Update the material from its start through the line with "(0, 203), (384, 315)", changing "shoreline" to "coastline" and keeping everything else the same. Give back only those lines, leaving out the pictures.
-------------------------
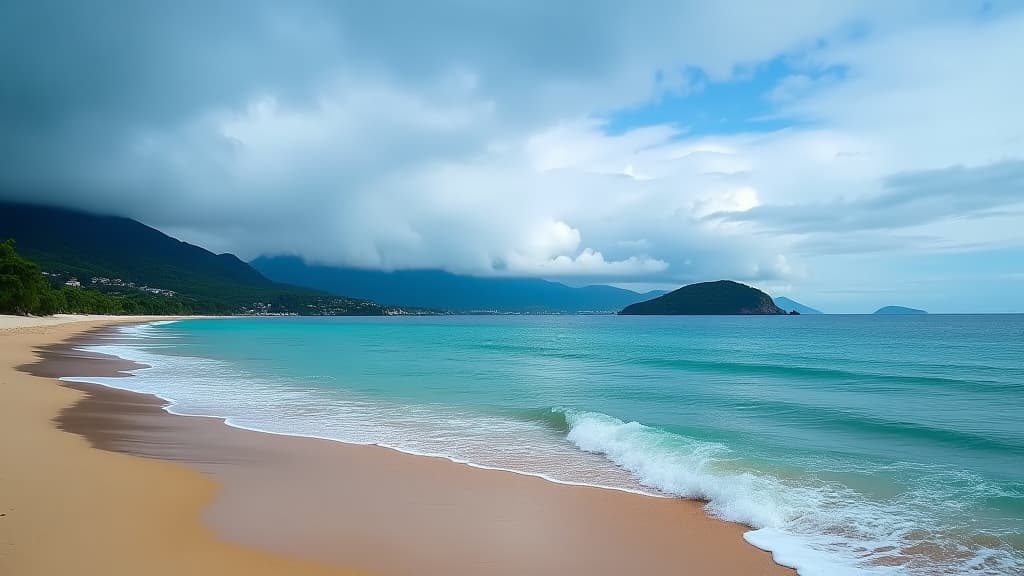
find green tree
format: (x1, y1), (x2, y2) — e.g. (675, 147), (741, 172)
(0, 240), (56, 315)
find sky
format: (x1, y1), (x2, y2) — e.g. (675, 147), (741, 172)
(0, 0), (1024, 313)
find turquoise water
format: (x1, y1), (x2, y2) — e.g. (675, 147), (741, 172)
(74, 316), (1024, 575)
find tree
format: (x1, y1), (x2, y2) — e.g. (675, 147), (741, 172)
(0, 240), (50, 315)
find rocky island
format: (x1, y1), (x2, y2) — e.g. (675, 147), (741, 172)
(618, 280), (786, 316)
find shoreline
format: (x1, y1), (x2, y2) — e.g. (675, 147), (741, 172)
(0, 319), (795, 575)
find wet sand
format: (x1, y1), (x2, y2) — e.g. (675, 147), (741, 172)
(0, 315), (794, 575)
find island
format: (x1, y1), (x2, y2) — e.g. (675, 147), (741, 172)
(618, 280), (786, 316)
(874, 306), (928, 314)
(775, 296), (823, 314)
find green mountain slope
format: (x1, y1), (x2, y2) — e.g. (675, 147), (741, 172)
(618, 280), (785, 316)
(0, 203), (384, 315)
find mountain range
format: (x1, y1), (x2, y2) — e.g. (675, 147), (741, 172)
(775, 296), (824, 314)
(0, 202), (664, 315)
(250, 256), (664, 313)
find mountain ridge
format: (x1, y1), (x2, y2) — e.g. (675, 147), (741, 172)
(773, 296), (824, 314)
(250, 255), (662, 314)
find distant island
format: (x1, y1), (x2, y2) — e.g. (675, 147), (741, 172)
(874, 306), (928, 314)
(775, 296), (824, 314)
(618, 280), (786, 316)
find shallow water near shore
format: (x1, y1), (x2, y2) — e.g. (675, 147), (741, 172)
(71, 316), (1024, 575)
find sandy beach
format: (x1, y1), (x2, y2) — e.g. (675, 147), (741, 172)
(0, 319), (794, 575)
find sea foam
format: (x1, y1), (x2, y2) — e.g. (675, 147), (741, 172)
(68, 325), (1022, 576)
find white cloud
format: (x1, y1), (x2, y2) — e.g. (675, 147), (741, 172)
(0, 0), (1024, 303)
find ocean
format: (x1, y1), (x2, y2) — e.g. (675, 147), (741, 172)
(68, 315), (1024, 576)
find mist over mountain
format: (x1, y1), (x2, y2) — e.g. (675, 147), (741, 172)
(250, 256), (663, 313)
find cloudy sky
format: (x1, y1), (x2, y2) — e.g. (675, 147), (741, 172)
(0, 0), (1024, 312)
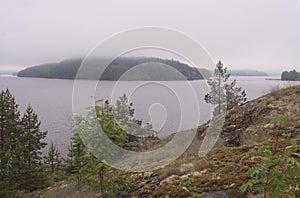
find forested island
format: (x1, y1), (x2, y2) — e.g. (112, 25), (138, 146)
(228, 69), (268, 76)
(281, 70), (300, 81)
(18, 57), (210, 81)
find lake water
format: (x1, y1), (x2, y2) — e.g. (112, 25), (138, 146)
(0, 76), (300, 154)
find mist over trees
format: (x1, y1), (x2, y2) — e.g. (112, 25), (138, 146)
(18, 57), (209, 80)
(281, 70), (300, 81)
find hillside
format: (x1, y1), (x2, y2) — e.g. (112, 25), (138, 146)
(26, 86), (300, 198)
(228, 69), (268, 76)
(18, 57), (209, 80)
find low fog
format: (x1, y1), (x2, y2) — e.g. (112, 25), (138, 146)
(0, 0), (300, 72)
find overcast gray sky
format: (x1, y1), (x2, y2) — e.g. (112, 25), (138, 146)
(0, 0), (300, 72)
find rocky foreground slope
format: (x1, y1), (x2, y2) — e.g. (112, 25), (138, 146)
(125, 86), (300, 197)
(27, 86), (300, 198)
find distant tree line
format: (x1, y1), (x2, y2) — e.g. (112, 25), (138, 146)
(281, 70), (300, 81)
(18, 57), (207, 80)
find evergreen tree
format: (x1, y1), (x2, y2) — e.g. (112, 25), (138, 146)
(0, 89), (21, 187)
(0, 90), (47, 197)
(45, 143), (61, 174)
(70, 133), (88, 187)
(204, 61), (247, 115)
(22, 105), (47, 168)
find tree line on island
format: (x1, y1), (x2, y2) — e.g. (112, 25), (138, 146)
(281, 70), (300, 81)
(17, 57), (267, 81)
(17, 57), (204, 81)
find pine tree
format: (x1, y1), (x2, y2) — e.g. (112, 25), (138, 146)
(204, 61), (247, 115)
(71, 133), (88, 187)
(22, 105), (47, 168)
(0, 89), (47, 193)
(45, 142), (61, 174)
(0, 89), (20, 188)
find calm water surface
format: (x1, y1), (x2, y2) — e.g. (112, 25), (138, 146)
(0, 76), (300, 154)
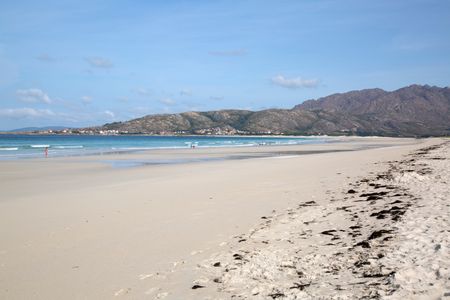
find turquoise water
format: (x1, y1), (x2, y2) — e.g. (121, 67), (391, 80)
(0, 134), (326, 159)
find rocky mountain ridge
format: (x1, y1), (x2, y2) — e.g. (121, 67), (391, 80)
(96, 85), (450, 136)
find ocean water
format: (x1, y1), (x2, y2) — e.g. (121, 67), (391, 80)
(0, 134), (326, 159)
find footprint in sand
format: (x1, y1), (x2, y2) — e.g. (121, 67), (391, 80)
(139, 274), (153, 280)
(114, 288), (131, 297)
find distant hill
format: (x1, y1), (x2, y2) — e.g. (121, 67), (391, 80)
(95, 85), (450, 136)
(7, 126), (68, 132)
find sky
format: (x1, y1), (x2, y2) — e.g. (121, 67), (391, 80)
(0, 0), (450, 130)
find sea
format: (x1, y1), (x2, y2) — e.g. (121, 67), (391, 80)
(0, 134), (327, 160)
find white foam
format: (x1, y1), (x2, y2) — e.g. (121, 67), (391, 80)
(52, 145), (84, 149)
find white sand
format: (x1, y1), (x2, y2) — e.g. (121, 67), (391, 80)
(0, 138), (449, 299)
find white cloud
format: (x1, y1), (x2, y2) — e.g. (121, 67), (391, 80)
(86, 57), (114, 69)
(81, 96), (92, 104)
(0, 107), (56, 118)
(103, 110), (116, 119)
(35, 53), (56, 62)
(136, 88), (151, 97)
(271, 75), (319, 89)
(208, 49), (247, 56)
(159, 98), (176, 105)
(16, 89), (53, 104)
(180, 89), (192, 96)
(209, 96), (223, 101)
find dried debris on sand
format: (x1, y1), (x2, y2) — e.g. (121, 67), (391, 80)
(200, 141), (450, 299)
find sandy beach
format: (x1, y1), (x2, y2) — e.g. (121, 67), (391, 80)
(0, 137), (450, 299)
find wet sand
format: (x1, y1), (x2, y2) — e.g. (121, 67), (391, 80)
(0, 138), (444, 299)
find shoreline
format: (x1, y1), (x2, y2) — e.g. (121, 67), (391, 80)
(0, 138), (442, 299)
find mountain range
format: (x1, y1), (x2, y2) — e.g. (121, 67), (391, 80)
(98, 85), (450, 136)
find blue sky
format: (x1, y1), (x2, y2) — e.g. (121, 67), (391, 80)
(0, 0), (450, 129)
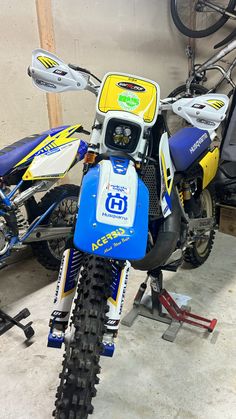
-------------------------
(Reply)
find green tree
format: (x1, y1), (x2, y2) — e.g. (675, 147), (741, 172)
(0, 240), (56, 315)
find sky
format: (x1, y1), (x2, y2) — e.g. (675, 147), (741, 172)
(0, 0), (1024, 313)
find turquoise water
format: (x1, y1), (x2, y2) — e.g. (675, 147), (741, 172)
(74, 316), (1024, 575)
find tree
format: (x1, y1), (x2, y2) — e.g. (675, 147), (741, 172)
(0, 240), (50, 315)
find rocky island
format: (x1, y1), (x2, y2) — e.g. (675, 147), (741, 172)
(618, 280), (786, 316)
find coastline
format: (x1, y1), (x2, y2) — e.g. (675, 147), (741, 172)
(0, 319), (795, 575)
find wet sand
format: (x1, y1), (x2, y2) — e.g. (675, 147), (741, 172)
(0, 315), (794, 575)
find island
format: (x1, y1), (x2, y2) — e.g. (675, 147), (741, 172)
(618, 280), (786, 316)
(874, 306), (928, 314)
(775, 296), (823, 314)
find green mountain slope
format: (x1, y1), (x2, y2) — e.g. (675, 147), (741, 172)
(618, 280), (785, 316)
(0, 203), (384, 315)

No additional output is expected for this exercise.